**What the task asks:** From the news story below on the National Botanical Garden in Shah Alam, list every new facility that the sentence beginning "A new main entrance" names as built.
*** Selected extract Section Begins ***
AFTER a long delay, upgrading works of the National Botanical Garden in Bukit Cherakah, in Shah Alam has been completed.
A new main entrance, ticketing counters, a visitors’ centre and a data centre, are among the facilities which have been built.
In October 2013, StarMetro had reported that the construction work at the National Botanical Garden’s administrative complex had been ongoing for five years.
The report had also discovered that construction work was ongoing at four different sites near the main entrance to the park.
Garden director Mohammad Gaddafi Denis said the new facade gives the garden a more imposing appearance in line with the change of its name.
The garden was formerly known as the Taman Cahaya Seri Alam Agricultural Park.
With the change in the name, Mohammad said the concept had also changed as it now places more emphasis on the preservation and conservation of forests and habitat.
“The concept of the agricultural park was totally different from a botanical garden as we are now also responsible of engaging target groups in order to provide information on the botanical garden.
“Now, we have a data centre which has a herbarium to showcase leaves, flowers and seeds.
“We also have collection of insects such as butterflies and beetles at our data centre,’’ he said.
He added that the data centre had collections of some 100 species of leaves, flowers and seeds from the botanical garden.
“We have also created a new attraction, an orchid garden which has yet to be fully completed.
“We have shifted the birds from the site to the Animal Park and the bird aviary will be used to house the numerous types of orchids,” Mohammad said.
He said another attraction is the Herbs and Medicinal Garden which replaces the former mushroom garden.
“Various species of herbs have been planted in this area,” he said, adding that the lookout tower in the area would also be upgraded.
Mohammad said new varieties of fish would be added to the fish farm, but fishing is strictly prohibited there.
*** Selected extract Section Ends ***
*** Supplied material Section Begins ***
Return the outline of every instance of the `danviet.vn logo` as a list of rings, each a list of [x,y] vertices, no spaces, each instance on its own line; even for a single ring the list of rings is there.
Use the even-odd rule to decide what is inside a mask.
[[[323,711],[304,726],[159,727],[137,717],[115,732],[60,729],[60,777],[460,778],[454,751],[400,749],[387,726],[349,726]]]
*** Supplied material Section Ends ***
**Exercise answer:**
- Main entrance
- Ticketing counters
- Visitors' centre
- Data centre